◆ Exercise 1
Answer these questions from the forum thread, each answer on its own line and marked to match.
(a) Where was the ghost form bought?
(b) What masks does kprimm say are in the display?
(c) What time does lewlew name as the favorite part?
◆ Exercise 2
Rewrite the paragraph of the forum thread beginning "The ghost was a big hit!" as a short list that keeps its main facts.
◆ Exercise 3
Return the part of the forum thread between "The ghost was" and "(Mar 14, 2009)", inclusive, copied word for word.

──────── Passage to read ────────

Thanks RB The space can be a challenge but we have more than enough to fill it and even rotate some props year to year.
The ghost was a big hit! I bought the form at Spirit years ago and we just mounted it on a piece of black pipe/wooden base. Blacklight leaning against the door jamb and a small fan blowing the fabric.
I wish the fence was permanant! Mrs. dubs and I actually had a brief conversation once about putting a black wrought iron fence around the front, but I killed the deal when I said we also needed stone columns that I could put gargoyles on. Go figure!:


----------



## kprimm (Mar 14, 2009)

Great work, very nice display. I see some death studios masks, I have many myself.


----------



## lewlew (Mar 15, 2006)

Great look inside Jerry! Thanks for giving us the tour. I'll return the favor sometime! I hope to be done soon enough this year to have you and Dave down for a walk-through!

My favorite part is at 5:16...

jdubbya: *giggling*

Woman: "You're a bad, bad man."

jdubbya: "I know I am."


Too good. Too good.


----------



## jdubbya (Nov 6, 2005)

kprimm said:


> Great work, very nice display. I see some death studios masks, I have many myself.


Thanks!



lewlew said:


> Great look inside Jerry! Thanks for giving us the tour. I'll return the favor sometime! I hope to be done soon enough this year to have you and Dave down for a walk-through!
> 
> My favorite part is at 5:16...

──────── Given data ────────

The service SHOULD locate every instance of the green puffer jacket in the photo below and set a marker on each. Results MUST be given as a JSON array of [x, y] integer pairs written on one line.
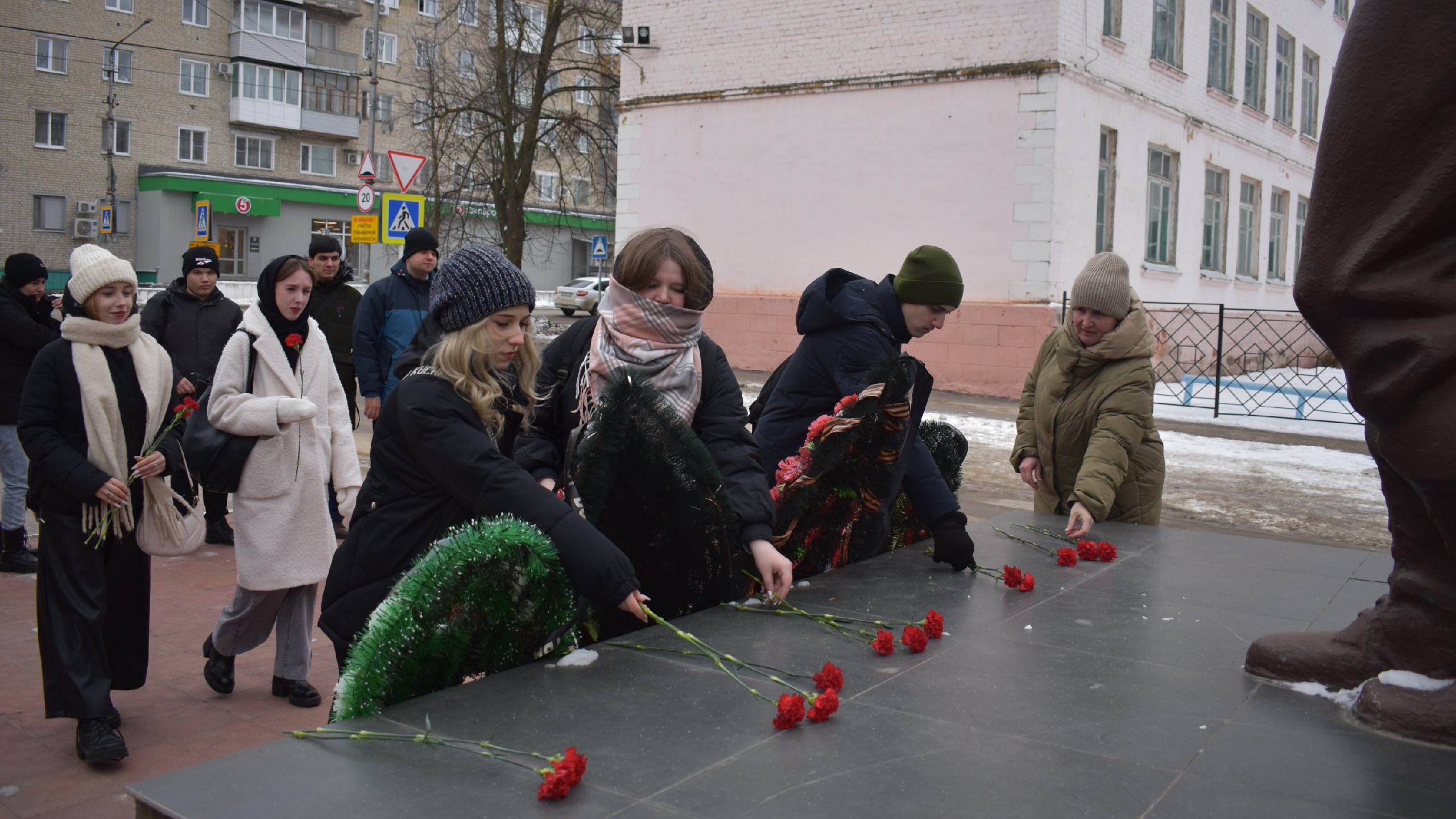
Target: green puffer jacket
[[1088, 414]]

────────

◆ Exercise output 1
(a) At Spirit, years ago.
(b) Death Studios masks.
(c) 5:16.

◆ Exercise output 2
- The ghost was a big hit.
- Its form was bought at Spirit years ago and mounted on a black pipe and wooden base.
- A blacklight leaned against the door jamb.
- A small fan blew the fabric.

◆ Exercise output 3
The ghost was a big hit! I bought the form at Spirit years ago and we just mounted it on a piece of black pipe/wooden base. Blacklight leaning against the door jamb and a small fan blowing the fabric.
I wish the fence was permanant! Mrs. dubs and I actually had a brief conversation once about putting a black wrought iron fence around the front, but I killed the deal when I said we also needed stone columns that I could put gargoyles on. Go figure!:


----------



## kprimm (Mar 14, 2009)